**Estratto della fonte**
::::

Il Consiglio ritiene che le principali statuizioni della Corte possano essere così sintetizzate:
a) l’alternativa all’insegnamento della religione cattolica non può essere l’obbligo di seguire un corso alternativo (dato che altrimenti ricorrerebbe lo schema dell’obbligazione alternativa e la facoltatività dell’insegnamento religioso non sarebbe rispettata), ma non può che essere uno “stato di non obbligo”, che può avere tra i suoi contenuti anche quello di non presentarsi o allontanarsi da scuola;
b) nel minore impegno o addirittura nel disimpegno scolastico dei non avvalentisi non può vedersi una causa di discriminazione indiretta nei confronti di quanto scelgano di avvalersi della religione o un fattore che può interferire nella loro scelta (un cattolico potrebbe scegliere di non seguire l’ora di religione pur di avere un minore impegno scolastico), perché le famiglie e gli studenti che scelgono l'insegnamento di religione cattolica hanno motivazioni di tale serietà da non essere scalfite dall'offerta di opzioni diverse;
c) assicurata la scelta tra avvalimento e non avvalimento, la libertà di religione è assicurata e le varie opzioni presentate ai non avvalentisti non hanno alcun rapporto con la libertà di religione;
d) l’insegnamento della religione cattolica è facoltativo, ma, precisa la Corte costituzionale con la sentenza n. 203/1989, l'esercizio del diritto di avvalersene crea l'obbligo scolastico di frequentarlo.

::::

**Righe memorizzate**
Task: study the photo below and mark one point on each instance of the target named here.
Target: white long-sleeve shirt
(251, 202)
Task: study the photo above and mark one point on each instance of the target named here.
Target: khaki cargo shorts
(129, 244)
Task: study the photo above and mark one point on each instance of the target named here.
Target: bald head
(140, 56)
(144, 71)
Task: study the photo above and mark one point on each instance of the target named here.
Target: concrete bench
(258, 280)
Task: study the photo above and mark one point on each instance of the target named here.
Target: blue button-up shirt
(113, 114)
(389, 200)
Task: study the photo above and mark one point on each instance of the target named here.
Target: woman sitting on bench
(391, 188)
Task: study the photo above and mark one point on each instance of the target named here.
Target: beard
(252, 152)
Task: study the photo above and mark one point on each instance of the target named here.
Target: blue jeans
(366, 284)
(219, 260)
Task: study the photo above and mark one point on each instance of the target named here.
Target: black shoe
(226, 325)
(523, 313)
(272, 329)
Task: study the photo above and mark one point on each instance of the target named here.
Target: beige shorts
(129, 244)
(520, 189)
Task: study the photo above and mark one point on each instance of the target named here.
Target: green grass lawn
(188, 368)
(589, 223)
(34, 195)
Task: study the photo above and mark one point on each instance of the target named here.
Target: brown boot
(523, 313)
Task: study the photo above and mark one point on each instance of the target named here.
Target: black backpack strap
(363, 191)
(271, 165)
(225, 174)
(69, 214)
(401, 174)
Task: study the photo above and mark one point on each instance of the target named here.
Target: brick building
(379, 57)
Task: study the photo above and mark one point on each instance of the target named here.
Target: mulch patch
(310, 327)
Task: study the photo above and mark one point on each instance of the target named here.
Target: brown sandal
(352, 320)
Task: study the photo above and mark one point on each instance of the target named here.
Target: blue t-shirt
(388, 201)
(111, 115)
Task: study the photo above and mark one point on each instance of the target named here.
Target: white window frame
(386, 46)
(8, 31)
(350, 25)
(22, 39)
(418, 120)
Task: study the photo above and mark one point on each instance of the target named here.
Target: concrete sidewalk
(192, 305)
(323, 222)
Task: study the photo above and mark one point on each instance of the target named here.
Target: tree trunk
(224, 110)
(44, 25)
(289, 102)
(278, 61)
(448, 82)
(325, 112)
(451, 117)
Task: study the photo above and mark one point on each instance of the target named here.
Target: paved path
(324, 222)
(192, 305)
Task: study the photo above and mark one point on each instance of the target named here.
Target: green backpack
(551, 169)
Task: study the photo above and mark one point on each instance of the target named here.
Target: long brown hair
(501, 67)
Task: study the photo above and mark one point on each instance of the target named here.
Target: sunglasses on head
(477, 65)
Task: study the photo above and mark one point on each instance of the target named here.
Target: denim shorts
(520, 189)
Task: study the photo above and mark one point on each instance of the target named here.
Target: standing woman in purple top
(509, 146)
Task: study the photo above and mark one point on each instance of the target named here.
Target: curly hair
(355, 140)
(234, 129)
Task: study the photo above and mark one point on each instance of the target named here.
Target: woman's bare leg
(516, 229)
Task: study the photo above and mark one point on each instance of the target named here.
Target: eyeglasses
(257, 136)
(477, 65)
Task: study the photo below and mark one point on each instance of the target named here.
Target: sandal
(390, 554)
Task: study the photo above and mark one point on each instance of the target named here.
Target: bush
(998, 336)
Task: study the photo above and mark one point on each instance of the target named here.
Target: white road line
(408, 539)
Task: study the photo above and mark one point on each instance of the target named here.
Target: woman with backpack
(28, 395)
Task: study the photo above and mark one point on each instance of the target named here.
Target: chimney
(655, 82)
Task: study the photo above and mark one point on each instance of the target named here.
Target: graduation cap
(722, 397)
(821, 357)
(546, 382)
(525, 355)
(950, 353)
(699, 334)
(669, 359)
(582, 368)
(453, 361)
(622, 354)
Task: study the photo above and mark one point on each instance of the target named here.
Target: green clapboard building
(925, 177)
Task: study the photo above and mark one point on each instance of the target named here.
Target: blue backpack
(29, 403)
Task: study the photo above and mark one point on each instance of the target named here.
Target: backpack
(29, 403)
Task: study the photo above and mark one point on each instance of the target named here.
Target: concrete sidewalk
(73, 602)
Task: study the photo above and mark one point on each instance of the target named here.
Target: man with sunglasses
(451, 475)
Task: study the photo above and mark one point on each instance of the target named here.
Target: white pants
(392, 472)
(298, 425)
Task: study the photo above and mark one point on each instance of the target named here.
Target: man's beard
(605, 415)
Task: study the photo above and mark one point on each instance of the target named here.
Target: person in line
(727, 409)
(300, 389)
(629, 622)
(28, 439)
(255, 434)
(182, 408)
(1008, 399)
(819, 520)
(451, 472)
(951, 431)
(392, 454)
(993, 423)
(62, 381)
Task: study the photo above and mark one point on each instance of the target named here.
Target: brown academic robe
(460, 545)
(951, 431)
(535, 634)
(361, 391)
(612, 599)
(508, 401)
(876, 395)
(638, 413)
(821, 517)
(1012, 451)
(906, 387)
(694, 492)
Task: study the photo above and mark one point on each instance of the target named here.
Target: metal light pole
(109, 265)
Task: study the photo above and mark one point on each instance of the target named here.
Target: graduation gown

::::

**Richiesta**
Elenca tutte le lettere con cui l'estratto contrassegna le statuizioni della Corte.

**Risultato**
a), b), c), d)